* _WORK ITEM_
Reproduce word for word the part of the affective computing text starting with "Education of Artificial Desire" and going on through "of networked crowds.".

START GIVEN PASSAGE

Affective Automata: Postcolonial Algorithms of Affective Computing

I am invited to present my recent work on affective computing at Graduate Program in Media Studies at Pratt Institute, NY on November 18. In this project I aim to investigate new forms of affective computing in relation to the history of regulating social affect as part of the genealogy of the techniques for categorizing human subjects, or “making-up people” as Ian Hacking calls in relation to the role of the nineteenth century official statistics through which different kinds of human beings and human actions came into being, hand-in-hand with the invention of categories for labeling people and their behaviors. Within that genealogy, my research highlights how the coevolution of techniques of categorization and social regulation of affect is interwoven with figures of European “others;” Jews, Muslims, and natives from the colonies in order to legitimize media techniques used for extracting typologies for creating penal, medical and moral norms.

Education of Artificial Desire

As part of the 4S, Society for Social Studies of Science 2013, I will be in San Diego presenting my recent work on the cultural history of Affective Computing. My presentation titled, Education of Artificial Desire: Natural Language Algorithms and Crowdsourcing Sentiment Analysis, is based on my research on the use of crowdsourcing as a new form of division of cognitive labor and its use in sentiment analysis problems. The question that arises from this cluster of technologies is that how do we address formations of subjectivities in relation to algorithmic representation of affect that feeds on collective sentiment of networked crowds.

END GIVEN PASSAGE
START RECORD EXCERPTS

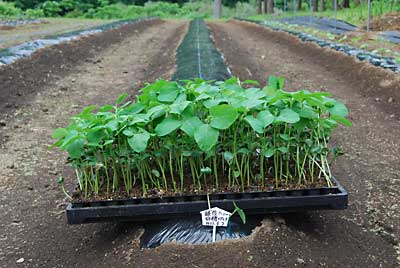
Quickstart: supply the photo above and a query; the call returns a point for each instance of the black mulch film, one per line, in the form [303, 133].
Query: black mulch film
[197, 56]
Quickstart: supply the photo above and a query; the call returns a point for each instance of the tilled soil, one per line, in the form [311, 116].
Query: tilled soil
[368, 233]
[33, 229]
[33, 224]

END RECORD EXCERPTS
START RECORD EXCERPTS

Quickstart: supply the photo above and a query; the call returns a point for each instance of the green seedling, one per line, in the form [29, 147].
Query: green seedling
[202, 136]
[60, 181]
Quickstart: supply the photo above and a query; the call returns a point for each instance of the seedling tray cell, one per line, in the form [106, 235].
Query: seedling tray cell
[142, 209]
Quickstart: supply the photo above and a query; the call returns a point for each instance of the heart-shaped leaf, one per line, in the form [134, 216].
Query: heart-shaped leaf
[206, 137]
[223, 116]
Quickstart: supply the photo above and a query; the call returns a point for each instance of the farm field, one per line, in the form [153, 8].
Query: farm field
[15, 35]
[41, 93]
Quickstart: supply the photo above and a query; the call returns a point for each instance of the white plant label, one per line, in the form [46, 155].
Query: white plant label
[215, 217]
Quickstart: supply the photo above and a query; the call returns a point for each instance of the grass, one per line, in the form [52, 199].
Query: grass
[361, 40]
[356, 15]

END RECORD EXCERPTS
START RECORD EXCERPTS

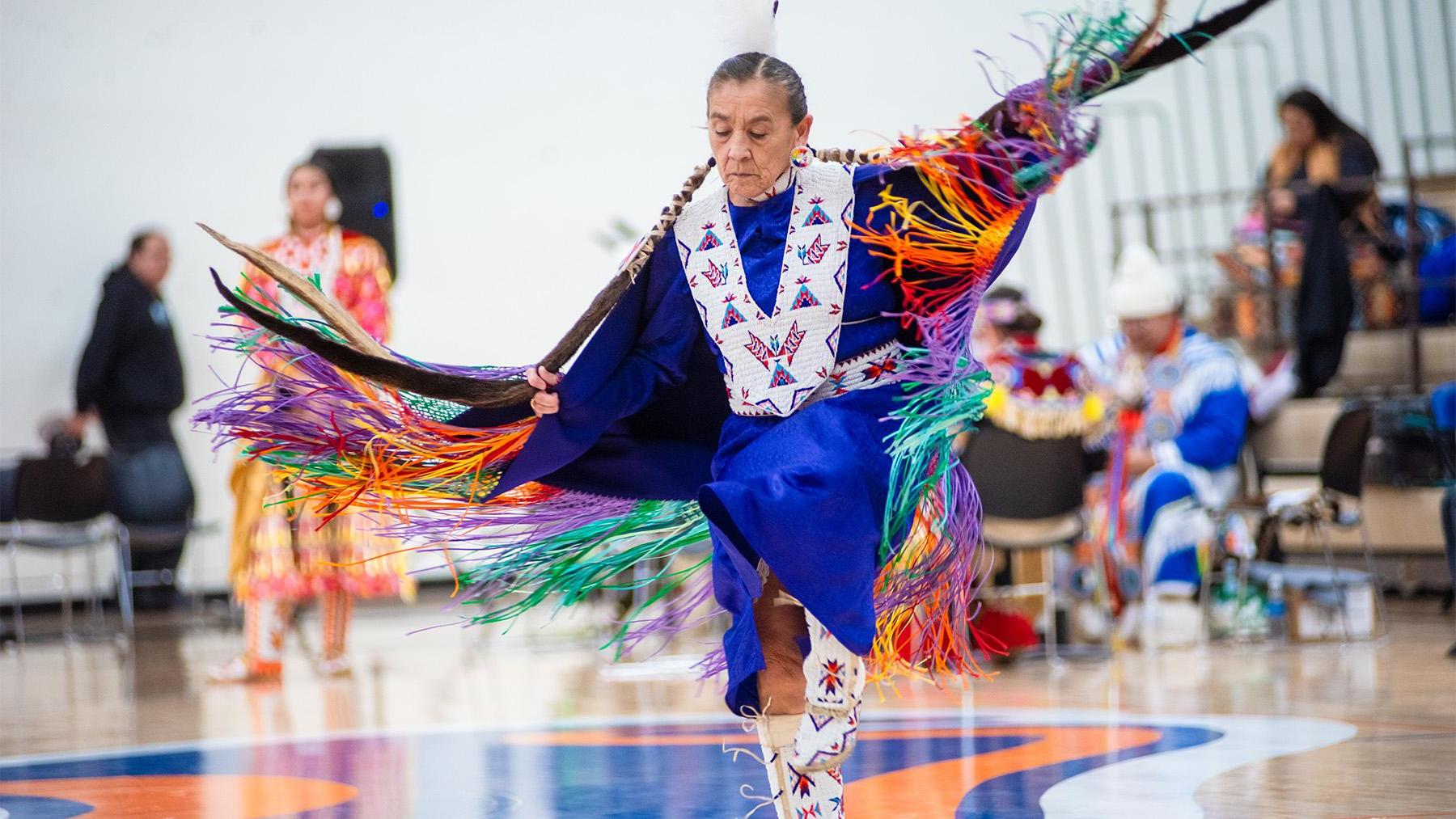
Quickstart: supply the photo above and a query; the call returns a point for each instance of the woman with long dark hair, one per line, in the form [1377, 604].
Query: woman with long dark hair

END RECORD EXCERPTS

* _YOUR RESPONSE_
Education of Artificial Desire

As part of the 4S, Society for Social Studies of Science 2013, I will be in San Diego presenting my recent work on the cultural history of Affective Computing. My presentation titled, Education of Artificial Desire: Natural Language Algorithms and Crowdsourcing Sentiment Analysis, is based on my research on the use of crowdsourcing as a new form of division of cognitive labor and its use in sentiment analysis problems. The question that arises from this cluster of technologies is that how do we address formations of subjectivities in relation to algorithmic representation of affect that feeds on collective sentiment of networked crowds.